The records below are to be output exactly, except for their pictures.

◆ **Records provided**:
- Opening Delimiter -
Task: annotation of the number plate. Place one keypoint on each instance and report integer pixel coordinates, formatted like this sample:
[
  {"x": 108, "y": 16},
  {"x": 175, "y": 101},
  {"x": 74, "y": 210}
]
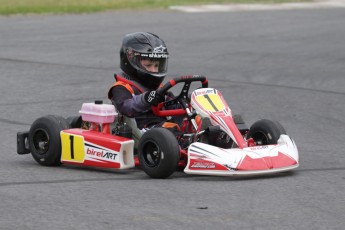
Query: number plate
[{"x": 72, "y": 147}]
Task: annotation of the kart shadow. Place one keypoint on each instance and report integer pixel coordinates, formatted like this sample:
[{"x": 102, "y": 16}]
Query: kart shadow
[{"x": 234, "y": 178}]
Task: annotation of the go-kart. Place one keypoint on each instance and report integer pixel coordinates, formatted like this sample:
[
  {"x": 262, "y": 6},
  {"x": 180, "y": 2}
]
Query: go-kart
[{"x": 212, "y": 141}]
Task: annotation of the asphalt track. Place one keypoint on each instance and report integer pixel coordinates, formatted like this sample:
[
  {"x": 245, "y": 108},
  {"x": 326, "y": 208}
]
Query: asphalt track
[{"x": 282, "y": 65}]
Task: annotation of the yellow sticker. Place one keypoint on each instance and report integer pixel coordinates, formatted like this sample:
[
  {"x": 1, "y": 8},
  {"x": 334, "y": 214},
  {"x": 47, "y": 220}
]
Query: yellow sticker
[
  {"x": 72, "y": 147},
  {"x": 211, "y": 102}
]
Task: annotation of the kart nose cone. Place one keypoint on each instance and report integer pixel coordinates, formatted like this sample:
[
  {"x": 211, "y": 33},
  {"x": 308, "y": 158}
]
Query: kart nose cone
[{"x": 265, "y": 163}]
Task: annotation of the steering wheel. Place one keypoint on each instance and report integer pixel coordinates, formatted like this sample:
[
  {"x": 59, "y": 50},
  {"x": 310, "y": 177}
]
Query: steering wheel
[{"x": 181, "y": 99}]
- Closing Delimiter -
◆ **Response to the task**:
Task: annotation of the number plate. Place one keypoint on each instance and report integer pixel coordinates, formatted like this sample:
[
  {"x": 108, "y": 16},
  {"x": 175, "y": 101},
  {"x": 74, "y": 210}
]
Query: number plate
[{"x": 72, "y": 147}]
Task: annotation of the kart shadow. Place one keypoint on each instance and report integer pixel coordinates, formatted like this sample:
[{"x": 102, "y": 16}]
Query: kart shadow
[{"x": 234, "y": 178}]
Task: annotation of the go-kart. Place one keypoint on each instance and report integer pixel coordinates, formatted like this sample:
[
  {"x": 262, "y": 6},
  {"x": 180, "y": 2}
]
Query: go-kart
[{"x": 212, "y": 141}]
Task: annotation of the asphalt track. Place one keypoint on each instance and report integer pixel coordinates, formatted like this sample:
[
  {"x": 245, "y": 108},
  {"x": 326, "y": 208}
]
Query: asphalt track
[{"x": 282, "y": 65}]
Task: annotation of the yellow sticker. Place one keypoint on each instance and report integer pixel coordinates, formatted like this sample:
[
  {"x": 1, "y": 8},
  {"x": 334, "y": 214},
  {"x": 47, "y": 220}
]
Query: yellow sticker
[
  {"x": 72, "y": 147},
  {"x": 211, "y": 102}
]
Task: annotation of the kart nose cone. Place one keypoint on each instance and report integer pixel coordinates, formatted like this sample:
[
  {"x": 211, "y": 33},
  {"x": 308, "y": 158}
]
Query: kart nose cone
[{"x": 265, "y": 163}]
Task: annotation of the steering wheel. Place one keypoint on each instance and report integer pixel coordinates, formatted like this sample:
[
  {"x": 59, "y": 50},
  {"x": 310, "y": 177}
]
Query: steering wheel
[{"x": 181, "y": 99}]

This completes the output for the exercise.